⟨

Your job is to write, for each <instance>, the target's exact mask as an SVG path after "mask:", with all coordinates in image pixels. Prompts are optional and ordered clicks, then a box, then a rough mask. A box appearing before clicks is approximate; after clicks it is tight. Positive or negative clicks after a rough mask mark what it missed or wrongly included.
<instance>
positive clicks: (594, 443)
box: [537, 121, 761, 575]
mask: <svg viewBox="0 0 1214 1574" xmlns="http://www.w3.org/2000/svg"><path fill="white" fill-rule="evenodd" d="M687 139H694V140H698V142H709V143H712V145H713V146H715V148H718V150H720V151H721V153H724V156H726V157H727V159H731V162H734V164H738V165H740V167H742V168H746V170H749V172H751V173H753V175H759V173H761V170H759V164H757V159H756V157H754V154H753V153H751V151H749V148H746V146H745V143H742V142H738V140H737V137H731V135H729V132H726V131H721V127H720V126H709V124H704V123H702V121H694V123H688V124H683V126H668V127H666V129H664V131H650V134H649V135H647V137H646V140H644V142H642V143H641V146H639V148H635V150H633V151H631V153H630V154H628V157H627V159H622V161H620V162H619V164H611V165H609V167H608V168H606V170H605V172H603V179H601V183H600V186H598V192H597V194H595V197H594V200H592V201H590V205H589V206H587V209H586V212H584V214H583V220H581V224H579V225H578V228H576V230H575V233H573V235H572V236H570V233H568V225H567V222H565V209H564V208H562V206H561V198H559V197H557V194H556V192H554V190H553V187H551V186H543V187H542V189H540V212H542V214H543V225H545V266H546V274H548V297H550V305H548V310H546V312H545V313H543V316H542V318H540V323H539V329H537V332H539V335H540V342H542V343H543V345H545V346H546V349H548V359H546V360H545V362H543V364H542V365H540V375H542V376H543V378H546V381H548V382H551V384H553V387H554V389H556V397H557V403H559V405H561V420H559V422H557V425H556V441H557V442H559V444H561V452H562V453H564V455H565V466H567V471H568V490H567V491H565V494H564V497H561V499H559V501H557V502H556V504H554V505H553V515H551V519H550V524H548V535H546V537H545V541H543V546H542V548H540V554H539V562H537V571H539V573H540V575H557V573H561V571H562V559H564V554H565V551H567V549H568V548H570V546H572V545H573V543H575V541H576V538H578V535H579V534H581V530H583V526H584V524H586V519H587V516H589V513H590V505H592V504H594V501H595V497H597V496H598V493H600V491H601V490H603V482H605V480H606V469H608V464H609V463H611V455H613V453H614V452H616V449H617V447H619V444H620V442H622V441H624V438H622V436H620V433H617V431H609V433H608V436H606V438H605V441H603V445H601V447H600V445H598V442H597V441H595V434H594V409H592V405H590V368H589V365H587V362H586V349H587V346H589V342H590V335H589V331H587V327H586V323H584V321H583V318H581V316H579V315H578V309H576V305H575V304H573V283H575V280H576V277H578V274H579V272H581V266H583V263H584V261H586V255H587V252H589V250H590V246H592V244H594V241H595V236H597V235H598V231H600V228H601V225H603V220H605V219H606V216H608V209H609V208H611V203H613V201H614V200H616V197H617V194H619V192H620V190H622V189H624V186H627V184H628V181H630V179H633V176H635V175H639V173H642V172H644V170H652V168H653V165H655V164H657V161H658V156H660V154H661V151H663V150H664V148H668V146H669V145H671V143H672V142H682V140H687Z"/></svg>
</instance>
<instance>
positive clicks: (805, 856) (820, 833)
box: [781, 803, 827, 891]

⟩

Can you revise the entries above so that every "positive clicks" becomes "foreground clicks", with nothing else changed?

Your job is to write, for each <instance>, the target's exact mask as an SVG path after "mask:", with all coordinates in image pixels. Prompts are optional and ordered clicks, then a box, then a rough mask. A box appearing before clicks is approximate; after clicks it is tight. Positive or negative clicks after a rough mask mark what it missed or wrongly included.
<instance>
foreground clicks: (594, 443)
box: [537, 121, 761, 575]
mask: <svg viewBox="0 0 1214 1574" xmlns="http://www.w3.org/2000/svg"><path fill="white" fill-rule="evenodd" d="M687 139H694V140H698V142H709V143H712V145H713V146H715V148H718V150H720V151H721V153H724V156H726V157H727V159H731V162H734V164H738V165H740V167H742V168H746V170H749V172H751V173H753V175H759V173H761V170H759V164H757V159H756V157H754V154H753V153H751V151H749V148H746V146H745V143H742V142H738V140H737V137H731V135H729V132H726V131H721V127H720V126H709V124H704V123H702V121H694V123H688V124H683V126H668V127H666V129H664V131H650V134H649V135H647V137H646V140H644V142H642V143H641V146H639V148H635V150H633V151H631V153H630V154H628V157H627V159H622V161H620V162H619V164H611V165H609V167H608V168H606V170H605V172H603V179H601V183H600V186H598V192H597V194H595V197H594V200H592V201H590V205H589V206H587V209H586V212H584V214H583V220H581V224H579V225H578V228H576V230H575V233H573V235H572V236H570V233H568V225H567V222H565V209H564V208H562V206H561V198H559V197H557V194H556V192H554V190H553V187H551V186H543V187H542V189H540V212H542V214H543V225H545V266H546V274H548V297H550V305H548V310H546V312H545V313H543V316H542V318H540V323H539V329H537V332H539V335H540V342H542V343H543V345H545V346H546V349H548V359H546V360H545V362H543V364H542V365H540V375H542V376H543V378H546V381H548V382H551V384H553V387H554V389H556V397H557V403H559V405H561V420H559V422H557V425H556V441H557V442H559V444H561V452H562V453H564V455H565V466H567V471H568V490H567V491H565V494H564V497H561V499H559V501H557V502H556V504H554V505H553V515H551V519H550V524H548V535H546V537H545V541H543V546H542V548H540V554H539V562H537V571H539V573H540V575H557V573H561V571H562V559H564V554H565V551H567V549H568V548H570V546H572V545H573V543H575V541H576V538H578V535H579V534H581V530H583V526H584V524H586V519H587V516H589V513H590V505H592V504H594V501H595V497H597V496H598V493H600V491H601V490H603V482H605V480H606V469H608V464H609V463H611V455H613V453H614V452H616V449H617V447H619V444H620V442H622V441H624V438H622V436H620V433H617V431H609V433H608V436H606V438H605V441H603V445H601V447H600V445H598V442H597V441H595V434H594V409H592V405H590V368H589V365H587V362H586V349H587V346H589V342H590V335H589V331H587V327H586V323H584V321H583V318H581V316H579V315H578V309H576V305H575V304H573V283H575V280H576V277H578V274H579V272H581V266H583V263H584V261H586V255H587V252H589V250H590V246H592V244H594V241H595V236H597V235H598V231H600V228H601V225H603V220H605V219H606V216H608V209H609V208H611V203H613V201H614V200H616V197H617V194H619V192H620V190H622V189H624V186H627V184H628V181H630V179H633V176H635V175H639V173H642V172H644V170H652V168H653V165H655V164H657V161H658V156H660V154H661V151H663V150H664V148H668V146H669V145H671V143H672V142H682V140H687Z"/></svg>
</instance>
<instance>
foreground clicks: (805, 856) (820, 833)
box: [781, 803, 827, 891]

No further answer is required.